Text shown Block Start

6 December 2023

New vanadium battery powers solar grid rollouts

Thorion Energy (Thorion) is a battery technology company helping grids adapt to solar and wind power. Thorion has created a chloride-based vanadium electrolyte that can hold around 70% more power as compared to other vanadium chemistries. This makes the Thorion battery ideal for stationary, large-scale, multicycle storage.

Thorion’s modular design means installations can be scaled to stabilise grids of all sizes. The company trialled its batteries on mine sites in Western Australia and is now partnering with companies in Vietnam, India and Indonesia.

Grid-sized battery technology

Thorion has developed Australia’s first vanadium redox flow battery that is based on a chloride electrolyte. The company’s technology springs from research undertaken at the University of Sydney in the 1990s. Thorion has optimised a design and it’s now in use at remote mining sites in Western Australia.

Thorion’s Executive Director Paul Hersey says vanadium flow batteries can achieve for grids what lithium batteries achieved for electric vehicles.

‘Large-capacity batteries are the great, elusive prize of renewable energy,’ says Hersey. ‘With sufficient storage, we can level the peaks and troughs of solar and wind power. And with decentralised storage, we won’t need thousands of kilometres of new transmission lines.’

What makes Thorion batteries different is the vanadium electrolyte. Hersey says that batteries built using this electrolyte have 3 standout advantages.

‘First, vanadium flow batteries are long-life,’ he says. ‘There is only one chemical involved and therefore little degradation compared to other battery chemistries. We underwrite a 20 to 25-year life span with no loss of energy storage efficiency. That means a high return on investment.

‘Second, these batteries can operate at temperatures of up to 60oC. This is great for hot-climate solar scenarios because we don’t need to burn energy just to cool the battery.

‘Third, our batteries are safe and stable. The cells are inert and non-combustible. What’s more, chemical components are easier to recycle than they are in lithium batteries. This means they are kinder on the environment.’

These 3 features – plus high storage capacity – make vanadium batteries ideal for balancing load on grids that have intermittent generation.

Leading the charge into vanadium batteries

Thorion’s battery technology stems from vanadium pentoxide. The company has developed the chemical engineering processes needed to turn this oxide into an electrolyte suitable for batteries. Thorion owns the intellectual property (IP) behind this process. It works with partners in Australia and overseas to make vanadium electrolyte and build batteries to its own design.

‘Our model is to roll out our battery technology with channel partners,’ says Hersey. ‘We target companies that can manufacture our batteries. Then we help with commissioning.’

The company’s initial focus was on the mining industry in Western Australia. This targeted industrial-sized clients that rely on diesel generators in one of the hottest, sunniest parts of Australia.

Text shown Block End
Record excerpts Block Start

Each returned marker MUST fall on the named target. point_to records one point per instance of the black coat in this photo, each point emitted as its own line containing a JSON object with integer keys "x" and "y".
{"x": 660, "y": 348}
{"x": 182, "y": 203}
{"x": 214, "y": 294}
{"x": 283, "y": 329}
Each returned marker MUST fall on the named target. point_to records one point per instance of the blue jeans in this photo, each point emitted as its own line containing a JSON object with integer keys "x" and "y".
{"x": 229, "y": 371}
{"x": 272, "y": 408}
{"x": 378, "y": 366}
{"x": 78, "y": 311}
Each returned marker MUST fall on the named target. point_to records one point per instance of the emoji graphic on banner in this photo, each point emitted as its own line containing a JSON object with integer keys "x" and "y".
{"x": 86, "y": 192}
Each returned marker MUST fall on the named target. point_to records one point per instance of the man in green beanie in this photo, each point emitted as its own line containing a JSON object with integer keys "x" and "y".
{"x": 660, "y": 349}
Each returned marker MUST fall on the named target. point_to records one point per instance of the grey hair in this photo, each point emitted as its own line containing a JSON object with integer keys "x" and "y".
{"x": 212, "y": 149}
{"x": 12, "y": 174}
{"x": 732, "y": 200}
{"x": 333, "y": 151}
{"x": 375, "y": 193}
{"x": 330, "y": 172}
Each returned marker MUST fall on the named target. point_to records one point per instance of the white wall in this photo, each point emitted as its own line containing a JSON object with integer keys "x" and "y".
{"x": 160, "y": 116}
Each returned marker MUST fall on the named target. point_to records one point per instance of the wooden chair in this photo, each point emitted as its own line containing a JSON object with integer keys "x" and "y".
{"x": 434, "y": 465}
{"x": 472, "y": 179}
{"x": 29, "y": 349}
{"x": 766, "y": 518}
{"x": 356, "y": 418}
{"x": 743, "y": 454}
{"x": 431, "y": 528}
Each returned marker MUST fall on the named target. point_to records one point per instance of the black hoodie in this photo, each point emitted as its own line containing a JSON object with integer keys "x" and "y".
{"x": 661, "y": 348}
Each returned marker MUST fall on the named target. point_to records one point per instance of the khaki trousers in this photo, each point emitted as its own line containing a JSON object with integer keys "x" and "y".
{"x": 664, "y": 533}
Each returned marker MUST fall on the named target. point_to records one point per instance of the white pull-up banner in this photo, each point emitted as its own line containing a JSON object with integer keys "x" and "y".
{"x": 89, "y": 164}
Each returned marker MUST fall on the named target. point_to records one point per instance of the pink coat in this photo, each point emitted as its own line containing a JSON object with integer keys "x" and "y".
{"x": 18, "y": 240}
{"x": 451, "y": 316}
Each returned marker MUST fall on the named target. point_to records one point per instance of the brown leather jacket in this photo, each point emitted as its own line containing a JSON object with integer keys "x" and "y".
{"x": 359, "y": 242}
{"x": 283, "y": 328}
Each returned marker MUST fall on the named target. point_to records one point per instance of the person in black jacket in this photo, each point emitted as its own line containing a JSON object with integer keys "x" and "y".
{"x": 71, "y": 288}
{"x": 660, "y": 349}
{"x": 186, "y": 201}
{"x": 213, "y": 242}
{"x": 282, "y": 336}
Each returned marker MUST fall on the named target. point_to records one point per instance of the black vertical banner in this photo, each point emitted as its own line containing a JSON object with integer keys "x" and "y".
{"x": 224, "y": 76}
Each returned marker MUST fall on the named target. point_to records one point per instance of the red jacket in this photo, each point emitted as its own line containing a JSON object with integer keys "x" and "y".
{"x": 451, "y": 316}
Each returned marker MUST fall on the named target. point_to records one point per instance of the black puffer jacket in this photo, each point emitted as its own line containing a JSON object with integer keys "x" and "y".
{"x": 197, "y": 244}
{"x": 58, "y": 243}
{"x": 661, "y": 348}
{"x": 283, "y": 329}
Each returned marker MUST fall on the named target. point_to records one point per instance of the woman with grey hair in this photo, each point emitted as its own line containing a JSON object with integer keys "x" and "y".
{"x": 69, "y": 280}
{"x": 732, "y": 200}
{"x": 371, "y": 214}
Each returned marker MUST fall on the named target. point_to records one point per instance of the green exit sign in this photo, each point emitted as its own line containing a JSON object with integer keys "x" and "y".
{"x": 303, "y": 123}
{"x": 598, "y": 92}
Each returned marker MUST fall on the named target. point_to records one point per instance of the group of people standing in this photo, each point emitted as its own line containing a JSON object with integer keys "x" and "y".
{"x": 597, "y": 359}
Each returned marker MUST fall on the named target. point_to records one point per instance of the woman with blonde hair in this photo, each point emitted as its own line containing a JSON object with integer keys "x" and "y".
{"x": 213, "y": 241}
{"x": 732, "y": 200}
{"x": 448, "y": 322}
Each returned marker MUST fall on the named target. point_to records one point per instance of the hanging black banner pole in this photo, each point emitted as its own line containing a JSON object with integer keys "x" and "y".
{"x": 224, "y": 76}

Record excerpts Block End

Exercise set:
1 - According to the Thorion battery article, how much more power can Thorion's chloride-based vanadium electrolyte hold than other vanadium chemistries?
2 - Continue the article about Thorion's vanadium batteries from where it ends.
These records were taken from a different source than the article.

Results of the tasks:
1 - Around 70% more.

2 -
‘Our first partner was SMEC Power and Technology, which services miners in Western Australia,’ says Hersey. ‘Our first deployments were standalone power systems for mining exploration camps.

‘The potential applications are vast, however. There is currently a flow battery that will ultimately scale to 800 MW in Dalian, China. It uses identical electrolyte chemistry under licence to our own.’

Four men in orange high visibility vests stand in front of a solar panel array and metal box housing a battery


Exporting battery expertise to Vietnam and India

Thorion is set to become an exporter. It has signed partnerships with companies in India, Indonesia and Vietnam. Thorion’s partnership in Vietnam is the most advanced and it was unveiled at the Australian Embassy in Hanoi.

‘In August 2023 we signed a contract with Viettel, which is one of Vietnam’s largest companies,’ says Hersey. ‘We will license our battery designs and share our operating procedures with Viettel. Our engineering teams and electricians will go to Vietnam and demonstrate how to manufacture the electrolyte.

‘Production will commence in 2024. Then we will help Viettel commission and support the battery plants.’

Austrade mission sparks overseas interest

Hersey credits Austrade with helping to initiate the partnership with Viettel. Thorion joined Austrade’s Energy Mission to Vietnam in March 2023.

‘We are immensely grateful to Austrade,’ says Hersey. ‘Our partnership in Vietnam would not have happened without the Vietnam trade mission and Austrade’s business-matching initiative.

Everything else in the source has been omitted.